<<<<
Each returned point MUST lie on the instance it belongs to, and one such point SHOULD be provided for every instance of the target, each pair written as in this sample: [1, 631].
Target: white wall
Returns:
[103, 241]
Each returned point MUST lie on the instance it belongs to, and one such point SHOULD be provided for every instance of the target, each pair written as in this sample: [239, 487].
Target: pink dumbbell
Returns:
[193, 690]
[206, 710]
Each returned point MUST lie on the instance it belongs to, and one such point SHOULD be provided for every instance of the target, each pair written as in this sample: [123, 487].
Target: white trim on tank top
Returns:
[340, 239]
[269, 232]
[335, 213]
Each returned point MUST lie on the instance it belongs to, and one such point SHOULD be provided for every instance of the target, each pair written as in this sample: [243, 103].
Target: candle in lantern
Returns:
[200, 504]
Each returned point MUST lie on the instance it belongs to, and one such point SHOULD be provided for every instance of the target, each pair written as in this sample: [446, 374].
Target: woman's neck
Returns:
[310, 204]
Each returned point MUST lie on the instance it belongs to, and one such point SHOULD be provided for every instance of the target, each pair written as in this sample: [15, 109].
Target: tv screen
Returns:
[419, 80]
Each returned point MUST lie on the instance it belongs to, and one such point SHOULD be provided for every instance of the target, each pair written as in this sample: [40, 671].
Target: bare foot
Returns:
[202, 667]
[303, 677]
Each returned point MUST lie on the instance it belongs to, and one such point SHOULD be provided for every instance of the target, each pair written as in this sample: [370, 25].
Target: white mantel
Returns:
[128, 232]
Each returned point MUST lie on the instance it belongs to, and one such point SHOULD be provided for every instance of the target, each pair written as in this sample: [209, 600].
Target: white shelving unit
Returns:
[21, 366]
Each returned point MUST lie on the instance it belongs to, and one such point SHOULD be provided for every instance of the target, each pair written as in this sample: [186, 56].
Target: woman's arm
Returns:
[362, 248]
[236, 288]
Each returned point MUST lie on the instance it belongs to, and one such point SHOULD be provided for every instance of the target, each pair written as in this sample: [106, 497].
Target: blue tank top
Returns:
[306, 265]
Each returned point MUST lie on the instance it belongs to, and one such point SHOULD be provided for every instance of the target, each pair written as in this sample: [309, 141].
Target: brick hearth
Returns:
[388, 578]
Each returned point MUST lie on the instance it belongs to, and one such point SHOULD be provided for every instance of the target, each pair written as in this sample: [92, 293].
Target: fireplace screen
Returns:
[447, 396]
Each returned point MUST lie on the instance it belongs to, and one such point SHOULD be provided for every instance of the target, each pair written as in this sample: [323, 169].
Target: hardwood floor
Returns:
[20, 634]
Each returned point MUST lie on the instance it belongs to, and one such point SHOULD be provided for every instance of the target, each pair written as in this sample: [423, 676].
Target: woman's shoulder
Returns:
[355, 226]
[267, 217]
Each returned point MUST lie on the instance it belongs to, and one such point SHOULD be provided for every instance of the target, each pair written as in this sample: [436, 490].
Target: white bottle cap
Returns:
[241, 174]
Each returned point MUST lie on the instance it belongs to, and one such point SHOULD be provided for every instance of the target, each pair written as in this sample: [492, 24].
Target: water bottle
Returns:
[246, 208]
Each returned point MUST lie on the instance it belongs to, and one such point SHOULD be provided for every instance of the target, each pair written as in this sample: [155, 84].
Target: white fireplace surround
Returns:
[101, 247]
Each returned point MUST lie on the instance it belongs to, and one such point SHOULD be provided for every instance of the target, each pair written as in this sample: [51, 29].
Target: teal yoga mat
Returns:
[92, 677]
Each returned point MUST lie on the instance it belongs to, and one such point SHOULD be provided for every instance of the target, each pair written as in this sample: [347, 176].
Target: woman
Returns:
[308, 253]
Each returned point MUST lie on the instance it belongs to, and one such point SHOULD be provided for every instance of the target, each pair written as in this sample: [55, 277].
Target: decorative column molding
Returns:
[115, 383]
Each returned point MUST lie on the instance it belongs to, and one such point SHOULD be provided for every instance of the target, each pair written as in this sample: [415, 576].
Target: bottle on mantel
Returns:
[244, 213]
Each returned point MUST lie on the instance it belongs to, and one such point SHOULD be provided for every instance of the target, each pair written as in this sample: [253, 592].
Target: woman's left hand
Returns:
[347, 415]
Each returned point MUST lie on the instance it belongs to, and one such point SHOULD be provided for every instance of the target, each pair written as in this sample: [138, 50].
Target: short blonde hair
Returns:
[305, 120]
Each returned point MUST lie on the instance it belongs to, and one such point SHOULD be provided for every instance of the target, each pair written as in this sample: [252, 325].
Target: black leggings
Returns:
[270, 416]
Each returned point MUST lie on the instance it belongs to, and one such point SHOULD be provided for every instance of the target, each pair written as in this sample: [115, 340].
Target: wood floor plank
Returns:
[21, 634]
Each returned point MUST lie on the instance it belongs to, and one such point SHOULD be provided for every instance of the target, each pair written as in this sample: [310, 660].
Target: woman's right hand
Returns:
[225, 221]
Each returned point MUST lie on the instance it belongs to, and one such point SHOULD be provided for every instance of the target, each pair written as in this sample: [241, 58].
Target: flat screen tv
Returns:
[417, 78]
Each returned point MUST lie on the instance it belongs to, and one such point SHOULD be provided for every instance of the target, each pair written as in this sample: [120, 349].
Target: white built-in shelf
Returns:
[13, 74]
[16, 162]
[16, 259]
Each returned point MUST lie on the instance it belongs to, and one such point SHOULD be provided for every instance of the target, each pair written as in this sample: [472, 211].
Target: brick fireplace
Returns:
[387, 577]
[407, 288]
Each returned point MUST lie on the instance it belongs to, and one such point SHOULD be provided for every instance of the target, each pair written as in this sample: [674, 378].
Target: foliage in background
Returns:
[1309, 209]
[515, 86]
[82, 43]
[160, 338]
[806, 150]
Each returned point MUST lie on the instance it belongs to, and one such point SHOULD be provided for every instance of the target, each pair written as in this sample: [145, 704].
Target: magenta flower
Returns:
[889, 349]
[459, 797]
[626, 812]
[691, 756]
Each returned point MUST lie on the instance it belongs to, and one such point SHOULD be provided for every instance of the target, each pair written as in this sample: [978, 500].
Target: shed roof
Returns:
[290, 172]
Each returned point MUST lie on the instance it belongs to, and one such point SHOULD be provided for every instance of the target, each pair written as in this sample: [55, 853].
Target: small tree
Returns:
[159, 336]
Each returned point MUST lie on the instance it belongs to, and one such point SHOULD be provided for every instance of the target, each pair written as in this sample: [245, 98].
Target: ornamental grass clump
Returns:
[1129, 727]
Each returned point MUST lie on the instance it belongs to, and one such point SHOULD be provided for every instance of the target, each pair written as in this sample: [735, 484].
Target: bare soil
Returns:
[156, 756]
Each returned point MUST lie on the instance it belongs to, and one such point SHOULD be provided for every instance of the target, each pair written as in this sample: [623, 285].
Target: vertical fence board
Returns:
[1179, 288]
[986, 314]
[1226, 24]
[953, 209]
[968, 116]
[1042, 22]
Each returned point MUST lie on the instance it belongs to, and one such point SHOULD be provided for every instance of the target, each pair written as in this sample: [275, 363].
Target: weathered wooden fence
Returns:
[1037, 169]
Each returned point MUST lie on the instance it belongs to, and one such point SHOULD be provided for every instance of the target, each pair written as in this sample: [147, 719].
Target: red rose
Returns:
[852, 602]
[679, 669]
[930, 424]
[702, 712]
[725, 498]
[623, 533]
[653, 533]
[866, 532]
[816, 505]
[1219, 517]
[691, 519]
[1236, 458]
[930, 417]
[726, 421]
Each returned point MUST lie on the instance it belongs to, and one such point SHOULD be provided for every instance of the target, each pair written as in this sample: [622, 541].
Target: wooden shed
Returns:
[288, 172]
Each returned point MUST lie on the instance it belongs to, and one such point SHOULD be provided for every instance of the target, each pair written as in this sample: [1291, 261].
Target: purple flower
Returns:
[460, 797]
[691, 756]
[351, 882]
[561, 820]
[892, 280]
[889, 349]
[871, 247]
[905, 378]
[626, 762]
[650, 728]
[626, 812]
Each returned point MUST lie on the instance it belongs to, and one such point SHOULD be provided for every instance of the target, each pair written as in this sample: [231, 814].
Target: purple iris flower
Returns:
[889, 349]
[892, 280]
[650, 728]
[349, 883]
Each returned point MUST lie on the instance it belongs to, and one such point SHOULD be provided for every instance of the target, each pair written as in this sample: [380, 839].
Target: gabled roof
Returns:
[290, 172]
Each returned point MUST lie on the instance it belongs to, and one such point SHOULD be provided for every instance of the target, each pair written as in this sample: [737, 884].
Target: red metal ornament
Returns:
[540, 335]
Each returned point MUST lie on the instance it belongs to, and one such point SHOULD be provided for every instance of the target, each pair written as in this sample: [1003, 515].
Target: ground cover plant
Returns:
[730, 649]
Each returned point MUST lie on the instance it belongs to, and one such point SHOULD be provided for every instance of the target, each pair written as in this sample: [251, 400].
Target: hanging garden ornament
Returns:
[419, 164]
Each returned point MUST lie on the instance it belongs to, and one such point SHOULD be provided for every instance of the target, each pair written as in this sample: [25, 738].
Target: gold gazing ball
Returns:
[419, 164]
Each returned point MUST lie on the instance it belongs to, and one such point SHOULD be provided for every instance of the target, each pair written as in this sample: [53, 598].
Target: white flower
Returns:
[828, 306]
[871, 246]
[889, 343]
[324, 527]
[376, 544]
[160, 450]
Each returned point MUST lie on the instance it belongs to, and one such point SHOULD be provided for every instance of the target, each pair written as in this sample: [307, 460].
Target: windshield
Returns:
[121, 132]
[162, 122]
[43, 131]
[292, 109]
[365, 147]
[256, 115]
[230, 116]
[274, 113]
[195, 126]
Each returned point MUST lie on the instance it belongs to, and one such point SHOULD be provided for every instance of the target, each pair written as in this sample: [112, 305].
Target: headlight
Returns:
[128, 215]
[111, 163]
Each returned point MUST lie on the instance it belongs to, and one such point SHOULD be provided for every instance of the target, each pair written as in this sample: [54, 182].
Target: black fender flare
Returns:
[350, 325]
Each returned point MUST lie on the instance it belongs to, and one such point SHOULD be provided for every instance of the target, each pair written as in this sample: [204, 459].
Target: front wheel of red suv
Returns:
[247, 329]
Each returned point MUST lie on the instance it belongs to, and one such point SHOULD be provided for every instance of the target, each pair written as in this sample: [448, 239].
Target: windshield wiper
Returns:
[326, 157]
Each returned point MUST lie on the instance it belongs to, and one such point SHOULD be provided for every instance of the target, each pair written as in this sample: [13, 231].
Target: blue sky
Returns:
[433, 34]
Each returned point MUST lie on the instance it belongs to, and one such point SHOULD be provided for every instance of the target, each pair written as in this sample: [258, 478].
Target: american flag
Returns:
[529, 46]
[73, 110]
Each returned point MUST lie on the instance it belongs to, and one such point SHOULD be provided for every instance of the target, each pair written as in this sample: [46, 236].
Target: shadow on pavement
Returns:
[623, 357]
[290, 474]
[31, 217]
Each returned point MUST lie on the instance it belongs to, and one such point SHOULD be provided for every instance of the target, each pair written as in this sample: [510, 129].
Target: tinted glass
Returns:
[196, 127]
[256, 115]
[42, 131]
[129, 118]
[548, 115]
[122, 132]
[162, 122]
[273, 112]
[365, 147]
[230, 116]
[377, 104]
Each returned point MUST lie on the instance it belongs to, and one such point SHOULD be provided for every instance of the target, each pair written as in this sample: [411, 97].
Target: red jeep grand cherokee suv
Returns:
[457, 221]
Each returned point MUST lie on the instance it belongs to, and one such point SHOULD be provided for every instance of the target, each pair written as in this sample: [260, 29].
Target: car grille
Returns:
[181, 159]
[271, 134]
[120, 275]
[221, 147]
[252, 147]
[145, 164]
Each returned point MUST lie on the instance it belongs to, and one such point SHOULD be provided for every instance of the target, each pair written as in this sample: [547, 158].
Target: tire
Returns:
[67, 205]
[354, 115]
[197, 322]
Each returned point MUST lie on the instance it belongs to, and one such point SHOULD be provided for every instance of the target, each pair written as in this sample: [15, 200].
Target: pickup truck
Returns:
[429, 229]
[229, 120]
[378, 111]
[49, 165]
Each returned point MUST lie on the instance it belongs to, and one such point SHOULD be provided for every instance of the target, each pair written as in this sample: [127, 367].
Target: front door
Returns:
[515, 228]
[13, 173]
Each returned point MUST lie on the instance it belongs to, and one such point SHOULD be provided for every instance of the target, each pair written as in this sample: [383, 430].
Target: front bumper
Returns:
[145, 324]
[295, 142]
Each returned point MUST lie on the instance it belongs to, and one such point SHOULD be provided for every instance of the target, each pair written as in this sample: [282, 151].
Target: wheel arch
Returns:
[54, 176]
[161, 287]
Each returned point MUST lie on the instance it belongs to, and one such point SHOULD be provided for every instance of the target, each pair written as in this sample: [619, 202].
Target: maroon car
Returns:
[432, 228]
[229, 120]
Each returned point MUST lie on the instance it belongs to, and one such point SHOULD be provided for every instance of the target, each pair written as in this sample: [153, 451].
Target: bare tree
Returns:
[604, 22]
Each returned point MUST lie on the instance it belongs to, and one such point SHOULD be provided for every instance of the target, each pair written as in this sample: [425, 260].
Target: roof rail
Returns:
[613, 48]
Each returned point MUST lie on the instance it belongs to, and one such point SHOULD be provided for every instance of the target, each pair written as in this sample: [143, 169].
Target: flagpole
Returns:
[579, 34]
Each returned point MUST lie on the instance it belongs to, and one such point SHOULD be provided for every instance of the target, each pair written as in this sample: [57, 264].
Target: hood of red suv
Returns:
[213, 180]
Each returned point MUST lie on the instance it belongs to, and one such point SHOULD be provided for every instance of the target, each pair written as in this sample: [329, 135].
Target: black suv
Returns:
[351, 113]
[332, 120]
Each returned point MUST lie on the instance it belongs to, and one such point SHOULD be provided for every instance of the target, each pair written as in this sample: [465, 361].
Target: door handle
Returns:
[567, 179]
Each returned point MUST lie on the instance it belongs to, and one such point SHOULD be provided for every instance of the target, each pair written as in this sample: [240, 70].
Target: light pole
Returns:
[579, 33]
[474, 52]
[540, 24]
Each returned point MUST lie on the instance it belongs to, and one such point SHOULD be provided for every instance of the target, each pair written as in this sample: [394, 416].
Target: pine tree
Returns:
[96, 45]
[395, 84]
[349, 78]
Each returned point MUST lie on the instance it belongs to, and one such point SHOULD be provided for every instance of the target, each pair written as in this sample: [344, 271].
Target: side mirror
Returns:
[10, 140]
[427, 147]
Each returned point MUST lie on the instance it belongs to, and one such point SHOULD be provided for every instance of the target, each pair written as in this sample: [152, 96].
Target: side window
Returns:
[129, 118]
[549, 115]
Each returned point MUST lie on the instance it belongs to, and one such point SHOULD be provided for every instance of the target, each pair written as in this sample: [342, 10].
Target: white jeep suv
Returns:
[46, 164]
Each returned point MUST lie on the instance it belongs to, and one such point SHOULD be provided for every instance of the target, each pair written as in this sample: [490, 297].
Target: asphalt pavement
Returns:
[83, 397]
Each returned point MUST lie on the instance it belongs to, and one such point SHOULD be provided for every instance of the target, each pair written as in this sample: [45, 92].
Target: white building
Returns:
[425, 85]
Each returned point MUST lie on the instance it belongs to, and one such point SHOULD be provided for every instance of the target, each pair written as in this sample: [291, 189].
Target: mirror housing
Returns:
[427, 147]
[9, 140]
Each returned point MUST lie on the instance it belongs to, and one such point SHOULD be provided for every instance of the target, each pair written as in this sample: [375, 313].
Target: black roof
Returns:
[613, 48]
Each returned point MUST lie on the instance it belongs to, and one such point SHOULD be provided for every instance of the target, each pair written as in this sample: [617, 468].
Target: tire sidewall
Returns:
>>>>
## Exercise requirements
Only the lines from the start of the material through the line containing "sample: [123, 487]." should be repeated, and they should be repeated exactly.

## Task solution
Each returned point MUST lie on the instance it belongs to, and one such point SHOULD be provided for every instance of the target, each pair written as in this sample: [1, 631].
Target: white wall
Returns:
[103, 241]
Each returned point MUST lie on the instance it belongs to, and one such point SHOULD be provided for every instance of the target, each pair written as in this sample: [239, 487].
Target: pink dumbbell
Returns:
[193, 690]
[206, 710]
Each returned point MUST lie on the instance it belongs to, and one such point SHOULD be provided for every instance of the target, each pair written as in this sample: [123, 487].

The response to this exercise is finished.